* **Provided data**
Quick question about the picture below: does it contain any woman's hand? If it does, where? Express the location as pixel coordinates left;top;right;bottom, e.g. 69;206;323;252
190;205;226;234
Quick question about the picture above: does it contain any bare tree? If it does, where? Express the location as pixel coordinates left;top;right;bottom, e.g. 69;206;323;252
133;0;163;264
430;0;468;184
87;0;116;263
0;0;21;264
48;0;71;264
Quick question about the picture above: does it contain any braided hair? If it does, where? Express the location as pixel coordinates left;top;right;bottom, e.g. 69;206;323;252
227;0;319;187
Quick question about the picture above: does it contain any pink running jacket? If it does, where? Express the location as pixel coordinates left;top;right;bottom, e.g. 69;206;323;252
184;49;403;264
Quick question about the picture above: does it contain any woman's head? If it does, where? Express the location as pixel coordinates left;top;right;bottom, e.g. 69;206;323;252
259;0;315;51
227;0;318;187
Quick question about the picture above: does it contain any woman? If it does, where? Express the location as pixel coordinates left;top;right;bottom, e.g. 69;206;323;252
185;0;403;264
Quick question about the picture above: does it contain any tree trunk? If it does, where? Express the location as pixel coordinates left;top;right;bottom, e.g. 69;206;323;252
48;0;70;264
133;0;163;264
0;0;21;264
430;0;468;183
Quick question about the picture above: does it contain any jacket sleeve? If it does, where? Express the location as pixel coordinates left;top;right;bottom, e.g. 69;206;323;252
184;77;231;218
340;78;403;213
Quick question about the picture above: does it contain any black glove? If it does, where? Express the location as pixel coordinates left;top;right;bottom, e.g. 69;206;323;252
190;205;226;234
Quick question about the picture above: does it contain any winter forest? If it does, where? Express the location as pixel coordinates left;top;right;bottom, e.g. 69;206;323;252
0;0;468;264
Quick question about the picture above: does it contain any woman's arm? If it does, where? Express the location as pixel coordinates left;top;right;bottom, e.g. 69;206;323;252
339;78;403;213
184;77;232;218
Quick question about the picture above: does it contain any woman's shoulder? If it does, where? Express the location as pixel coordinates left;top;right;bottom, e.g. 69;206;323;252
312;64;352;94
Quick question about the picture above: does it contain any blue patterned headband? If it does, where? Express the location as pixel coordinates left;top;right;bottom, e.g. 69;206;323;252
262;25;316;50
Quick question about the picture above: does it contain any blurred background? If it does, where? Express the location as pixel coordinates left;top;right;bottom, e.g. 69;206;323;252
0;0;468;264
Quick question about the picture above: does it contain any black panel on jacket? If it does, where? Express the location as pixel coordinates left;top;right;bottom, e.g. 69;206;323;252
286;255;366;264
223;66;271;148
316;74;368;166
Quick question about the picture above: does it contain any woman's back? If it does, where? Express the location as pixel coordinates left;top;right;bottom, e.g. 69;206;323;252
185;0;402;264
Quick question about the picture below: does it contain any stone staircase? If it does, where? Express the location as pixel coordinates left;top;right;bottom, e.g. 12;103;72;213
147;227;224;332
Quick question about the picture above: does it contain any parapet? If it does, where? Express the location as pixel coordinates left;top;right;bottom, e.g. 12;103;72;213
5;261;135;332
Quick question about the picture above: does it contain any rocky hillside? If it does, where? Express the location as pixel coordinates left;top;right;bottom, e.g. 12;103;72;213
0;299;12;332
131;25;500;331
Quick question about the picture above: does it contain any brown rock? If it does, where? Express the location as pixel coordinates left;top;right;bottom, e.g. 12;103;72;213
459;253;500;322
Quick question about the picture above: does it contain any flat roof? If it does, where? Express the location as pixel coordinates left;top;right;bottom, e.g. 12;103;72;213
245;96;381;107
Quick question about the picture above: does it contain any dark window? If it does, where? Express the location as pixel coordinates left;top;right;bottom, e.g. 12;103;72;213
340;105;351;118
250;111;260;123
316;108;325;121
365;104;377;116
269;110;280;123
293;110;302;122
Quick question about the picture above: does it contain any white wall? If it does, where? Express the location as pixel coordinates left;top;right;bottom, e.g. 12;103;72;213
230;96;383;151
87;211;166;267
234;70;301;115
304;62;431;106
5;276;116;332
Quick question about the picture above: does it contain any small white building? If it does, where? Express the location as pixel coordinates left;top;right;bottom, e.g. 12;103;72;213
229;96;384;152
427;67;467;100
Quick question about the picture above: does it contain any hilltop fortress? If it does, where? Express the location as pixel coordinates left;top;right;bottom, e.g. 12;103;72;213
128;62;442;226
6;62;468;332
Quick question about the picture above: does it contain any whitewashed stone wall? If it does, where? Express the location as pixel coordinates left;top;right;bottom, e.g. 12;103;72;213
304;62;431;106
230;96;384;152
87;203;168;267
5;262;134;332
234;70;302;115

* **Set problem**
Find every line in the records above that contains the word "wall" and copy each one out.

* **Task solution**
Quick question about the picture above: does it contain any white wall? If it does, where? Express the location as pixel coordinates left;top;right;bottom, e.g. 12;103;72;213
Quick question about the picture above: does it contain any whitewashed stone wall? If it does, where? Express the location as pixel coordinates left;top;right;bottom, e.g. 12;103;72;213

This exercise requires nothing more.